Nothing but the lines from the line with "copper-colored fish body" through the end of the data is to be copied, and each is to be copied exactly.

-=-=-

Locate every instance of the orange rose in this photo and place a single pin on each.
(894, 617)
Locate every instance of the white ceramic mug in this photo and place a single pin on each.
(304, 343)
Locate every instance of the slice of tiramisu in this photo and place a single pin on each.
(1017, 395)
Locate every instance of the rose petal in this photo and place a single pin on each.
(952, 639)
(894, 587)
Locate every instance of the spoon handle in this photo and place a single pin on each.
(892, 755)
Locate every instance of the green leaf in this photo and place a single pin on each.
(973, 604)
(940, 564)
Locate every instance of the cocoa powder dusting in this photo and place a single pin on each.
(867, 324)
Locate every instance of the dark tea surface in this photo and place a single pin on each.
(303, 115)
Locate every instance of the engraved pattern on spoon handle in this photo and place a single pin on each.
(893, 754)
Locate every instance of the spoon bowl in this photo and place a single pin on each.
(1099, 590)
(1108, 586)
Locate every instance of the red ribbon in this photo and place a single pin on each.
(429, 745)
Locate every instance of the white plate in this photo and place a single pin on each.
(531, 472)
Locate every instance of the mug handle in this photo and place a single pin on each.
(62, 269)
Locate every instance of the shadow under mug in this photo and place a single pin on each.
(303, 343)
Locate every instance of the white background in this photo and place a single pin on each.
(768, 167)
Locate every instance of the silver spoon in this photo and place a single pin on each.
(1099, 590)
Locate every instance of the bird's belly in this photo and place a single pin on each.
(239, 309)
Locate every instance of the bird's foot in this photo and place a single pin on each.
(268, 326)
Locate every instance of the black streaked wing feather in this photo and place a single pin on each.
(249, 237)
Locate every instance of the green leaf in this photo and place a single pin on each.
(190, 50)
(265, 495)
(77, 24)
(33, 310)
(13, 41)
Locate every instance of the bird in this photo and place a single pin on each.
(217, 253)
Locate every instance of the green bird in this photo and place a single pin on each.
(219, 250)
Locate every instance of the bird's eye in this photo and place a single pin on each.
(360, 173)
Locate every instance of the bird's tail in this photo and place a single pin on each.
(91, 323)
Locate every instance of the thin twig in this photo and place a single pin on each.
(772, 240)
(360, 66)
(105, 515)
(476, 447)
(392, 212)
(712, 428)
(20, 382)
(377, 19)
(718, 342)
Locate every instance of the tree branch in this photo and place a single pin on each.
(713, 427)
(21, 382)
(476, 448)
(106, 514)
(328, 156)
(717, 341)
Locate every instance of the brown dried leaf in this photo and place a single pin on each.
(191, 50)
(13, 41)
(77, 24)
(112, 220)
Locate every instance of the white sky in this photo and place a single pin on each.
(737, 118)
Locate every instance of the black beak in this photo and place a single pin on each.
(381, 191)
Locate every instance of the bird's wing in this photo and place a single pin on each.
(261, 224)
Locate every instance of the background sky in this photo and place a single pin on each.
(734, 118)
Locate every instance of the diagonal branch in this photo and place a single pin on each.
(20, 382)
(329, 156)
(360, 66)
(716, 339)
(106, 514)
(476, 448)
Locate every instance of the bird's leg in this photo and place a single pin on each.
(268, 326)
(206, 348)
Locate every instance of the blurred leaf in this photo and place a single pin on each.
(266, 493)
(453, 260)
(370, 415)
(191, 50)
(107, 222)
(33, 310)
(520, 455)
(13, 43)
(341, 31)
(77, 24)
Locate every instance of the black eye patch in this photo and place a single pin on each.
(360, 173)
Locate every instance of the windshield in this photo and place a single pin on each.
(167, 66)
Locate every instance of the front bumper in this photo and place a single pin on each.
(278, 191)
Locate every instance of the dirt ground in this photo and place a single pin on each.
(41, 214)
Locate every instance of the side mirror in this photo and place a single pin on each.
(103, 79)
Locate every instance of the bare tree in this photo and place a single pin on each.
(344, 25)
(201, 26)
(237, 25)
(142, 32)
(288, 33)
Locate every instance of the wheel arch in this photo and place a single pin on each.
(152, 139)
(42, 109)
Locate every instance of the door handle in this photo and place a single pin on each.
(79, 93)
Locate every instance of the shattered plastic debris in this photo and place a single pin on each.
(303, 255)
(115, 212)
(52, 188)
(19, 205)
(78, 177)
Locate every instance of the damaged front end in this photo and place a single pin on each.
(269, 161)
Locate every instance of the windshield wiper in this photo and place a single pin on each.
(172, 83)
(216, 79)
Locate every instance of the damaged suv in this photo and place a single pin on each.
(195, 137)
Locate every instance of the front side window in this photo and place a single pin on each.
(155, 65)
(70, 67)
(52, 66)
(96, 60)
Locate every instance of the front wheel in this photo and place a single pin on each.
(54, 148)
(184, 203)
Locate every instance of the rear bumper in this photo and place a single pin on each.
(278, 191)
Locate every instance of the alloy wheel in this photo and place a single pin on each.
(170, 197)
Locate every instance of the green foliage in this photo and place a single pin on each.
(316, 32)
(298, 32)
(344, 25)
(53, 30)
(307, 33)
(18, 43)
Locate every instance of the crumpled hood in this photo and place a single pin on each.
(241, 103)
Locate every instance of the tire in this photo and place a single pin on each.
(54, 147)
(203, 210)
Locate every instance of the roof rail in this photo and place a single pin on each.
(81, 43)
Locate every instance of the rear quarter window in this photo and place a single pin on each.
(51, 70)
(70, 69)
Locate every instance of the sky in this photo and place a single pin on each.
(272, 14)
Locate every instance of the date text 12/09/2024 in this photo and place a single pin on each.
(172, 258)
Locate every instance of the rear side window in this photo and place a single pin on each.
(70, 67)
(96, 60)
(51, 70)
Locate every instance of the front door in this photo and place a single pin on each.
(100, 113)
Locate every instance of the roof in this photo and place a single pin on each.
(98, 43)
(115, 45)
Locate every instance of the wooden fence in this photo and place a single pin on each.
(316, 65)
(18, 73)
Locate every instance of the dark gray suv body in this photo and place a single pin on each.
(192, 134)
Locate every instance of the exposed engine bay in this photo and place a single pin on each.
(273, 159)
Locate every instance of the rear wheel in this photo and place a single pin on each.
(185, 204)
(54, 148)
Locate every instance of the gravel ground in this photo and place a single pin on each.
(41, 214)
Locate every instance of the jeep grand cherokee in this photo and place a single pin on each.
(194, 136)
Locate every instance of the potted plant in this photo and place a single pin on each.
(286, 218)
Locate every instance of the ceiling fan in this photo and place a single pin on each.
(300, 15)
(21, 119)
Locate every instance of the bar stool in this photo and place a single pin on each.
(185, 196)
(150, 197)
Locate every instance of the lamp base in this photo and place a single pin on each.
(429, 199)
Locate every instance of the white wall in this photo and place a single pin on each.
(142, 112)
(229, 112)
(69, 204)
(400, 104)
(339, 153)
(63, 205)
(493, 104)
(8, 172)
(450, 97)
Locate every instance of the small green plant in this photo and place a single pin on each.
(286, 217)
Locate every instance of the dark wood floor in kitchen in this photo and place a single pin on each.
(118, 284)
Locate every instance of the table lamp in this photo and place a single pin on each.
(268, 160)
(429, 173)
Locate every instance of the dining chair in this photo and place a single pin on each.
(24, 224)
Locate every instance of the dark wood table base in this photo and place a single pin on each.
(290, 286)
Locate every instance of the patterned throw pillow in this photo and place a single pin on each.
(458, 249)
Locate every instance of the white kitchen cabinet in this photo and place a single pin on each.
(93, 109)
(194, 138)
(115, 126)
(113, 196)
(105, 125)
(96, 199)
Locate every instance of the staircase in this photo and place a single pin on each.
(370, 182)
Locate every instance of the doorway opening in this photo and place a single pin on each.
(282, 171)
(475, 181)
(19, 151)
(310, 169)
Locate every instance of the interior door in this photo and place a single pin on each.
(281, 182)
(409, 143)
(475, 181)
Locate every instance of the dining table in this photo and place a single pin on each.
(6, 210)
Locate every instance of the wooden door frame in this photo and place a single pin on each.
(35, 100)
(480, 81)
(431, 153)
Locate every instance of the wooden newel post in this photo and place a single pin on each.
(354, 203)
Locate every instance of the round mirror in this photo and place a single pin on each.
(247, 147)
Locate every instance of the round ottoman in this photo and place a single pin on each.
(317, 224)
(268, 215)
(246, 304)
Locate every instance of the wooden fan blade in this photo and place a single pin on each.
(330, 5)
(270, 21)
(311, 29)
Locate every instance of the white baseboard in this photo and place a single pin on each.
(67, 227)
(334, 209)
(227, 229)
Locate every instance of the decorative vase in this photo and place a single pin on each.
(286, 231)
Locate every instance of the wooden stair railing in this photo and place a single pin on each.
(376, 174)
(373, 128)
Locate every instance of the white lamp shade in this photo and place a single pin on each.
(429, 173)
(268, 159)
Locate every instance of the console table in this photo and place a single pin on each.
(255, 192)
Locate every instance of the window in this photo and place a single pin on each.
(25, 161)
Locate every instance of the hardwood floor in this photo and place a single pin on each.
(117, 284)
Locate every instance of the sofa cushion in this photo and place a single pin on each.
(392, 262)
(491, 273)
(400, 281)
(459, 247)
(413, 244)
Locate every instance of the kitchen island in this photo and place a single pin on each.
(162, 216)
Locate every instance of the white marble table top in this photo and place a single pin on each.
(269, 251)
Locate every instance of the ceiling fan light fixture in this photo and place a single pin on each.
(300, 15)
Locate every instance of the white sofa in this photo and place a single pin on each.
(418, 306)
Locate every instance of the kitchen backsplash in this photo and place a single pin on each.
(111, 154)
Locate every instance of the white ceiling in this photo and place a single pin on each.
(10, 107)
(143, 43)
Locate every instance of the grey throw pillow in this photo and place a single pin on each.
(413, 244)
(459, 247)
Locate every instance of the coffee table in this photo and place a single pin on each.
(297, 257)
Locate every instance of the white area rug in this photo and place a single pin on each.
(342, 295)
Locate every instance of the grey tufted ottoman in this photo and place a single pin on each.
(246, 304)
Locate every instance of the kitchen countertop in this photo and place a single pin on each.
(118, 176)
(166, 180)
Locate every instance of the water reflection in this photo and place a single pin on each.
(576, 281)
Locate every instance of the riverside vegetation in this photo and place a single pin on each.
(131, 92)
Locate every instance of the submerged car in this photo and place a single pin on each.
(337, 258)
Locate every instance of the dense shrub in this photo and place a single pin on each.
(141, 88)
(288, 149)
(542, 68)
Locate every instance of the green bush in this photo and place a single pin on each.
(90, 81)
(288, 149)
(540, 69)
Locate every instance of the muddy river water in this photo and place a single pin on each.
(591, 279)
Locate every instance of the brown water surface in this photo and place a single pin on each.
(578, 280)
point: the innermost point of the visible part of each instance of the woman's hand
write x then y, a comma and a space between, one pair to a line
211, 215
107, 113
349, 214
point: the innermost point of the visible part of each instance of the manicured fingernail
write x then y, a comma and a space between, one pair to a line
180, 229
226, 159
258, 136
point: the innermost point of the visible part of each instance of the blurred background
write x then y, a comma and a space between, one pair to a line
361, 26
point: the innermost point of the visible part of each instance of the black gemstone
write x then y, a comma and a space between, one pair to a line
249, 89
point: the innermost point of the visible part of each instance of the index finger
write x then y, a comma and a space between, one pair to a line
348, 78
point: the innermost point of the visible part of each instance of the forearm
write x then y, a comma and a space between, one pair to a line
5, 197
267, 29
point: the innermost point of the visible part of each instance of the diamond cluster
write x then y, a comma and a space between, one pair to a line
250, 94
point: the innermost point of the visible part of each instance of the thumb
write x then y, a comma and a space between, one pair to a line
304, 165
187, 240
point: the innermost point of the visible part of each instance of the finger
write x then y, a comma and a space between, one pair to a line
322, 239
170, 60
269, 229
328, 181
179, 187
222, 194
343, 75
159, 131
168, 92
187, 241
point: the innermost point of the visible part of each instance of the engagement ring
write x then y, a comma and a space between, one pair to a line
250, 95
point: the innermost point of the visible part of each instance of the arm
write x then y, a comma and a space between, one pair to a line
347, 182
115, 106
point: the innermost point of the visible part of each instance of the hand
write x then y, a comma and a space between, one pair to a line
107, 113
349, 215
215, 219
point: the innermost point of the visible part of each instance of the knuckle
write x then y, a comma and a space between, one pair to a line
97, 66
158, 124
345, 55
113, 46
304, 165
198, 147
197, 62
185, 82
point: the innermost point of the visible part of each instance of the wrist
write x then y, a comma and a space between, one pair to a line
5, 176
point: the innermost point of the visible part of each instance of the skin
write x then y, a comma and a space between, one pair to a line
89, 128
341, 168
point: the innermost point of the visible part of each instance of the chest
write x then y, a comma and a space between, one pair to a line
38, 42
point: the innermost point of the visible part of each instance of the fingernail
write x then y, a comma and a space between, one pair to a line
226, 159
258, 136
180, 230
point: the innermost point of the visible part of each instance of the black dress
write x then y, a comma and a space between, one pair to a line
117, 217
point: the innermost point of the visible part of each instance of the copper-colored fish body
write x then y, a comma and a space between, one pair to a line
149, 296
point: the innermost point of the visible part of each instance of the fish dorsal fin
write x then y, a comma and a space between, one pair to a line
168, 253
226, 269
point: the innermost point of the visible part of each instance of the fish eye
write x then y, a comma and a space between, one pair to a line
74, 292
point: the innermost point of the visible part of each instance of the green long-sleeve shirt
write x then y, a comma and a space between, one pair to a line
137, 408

-=-=-

**Result of this task:**
point: the innermost point of the visible part of each instance of the copper-colored fish body
write x then y, a comma and a space between, one pair to a line
149, 296
point: the innermost point of the visible part of each instance of the fish dorsal fin
write x then y, a comma and a space between, one pair to a line
168, 253
226, 269
point: the innermost point of the visible part of each instance of the fish eye
write x then y, a comma and a space between, one pair to a line
74, 292
point: the innermost point of the visible part of each instance of the green long-sleeve shirt
write x then y, a comma and a space between, one pair to a line
137, 408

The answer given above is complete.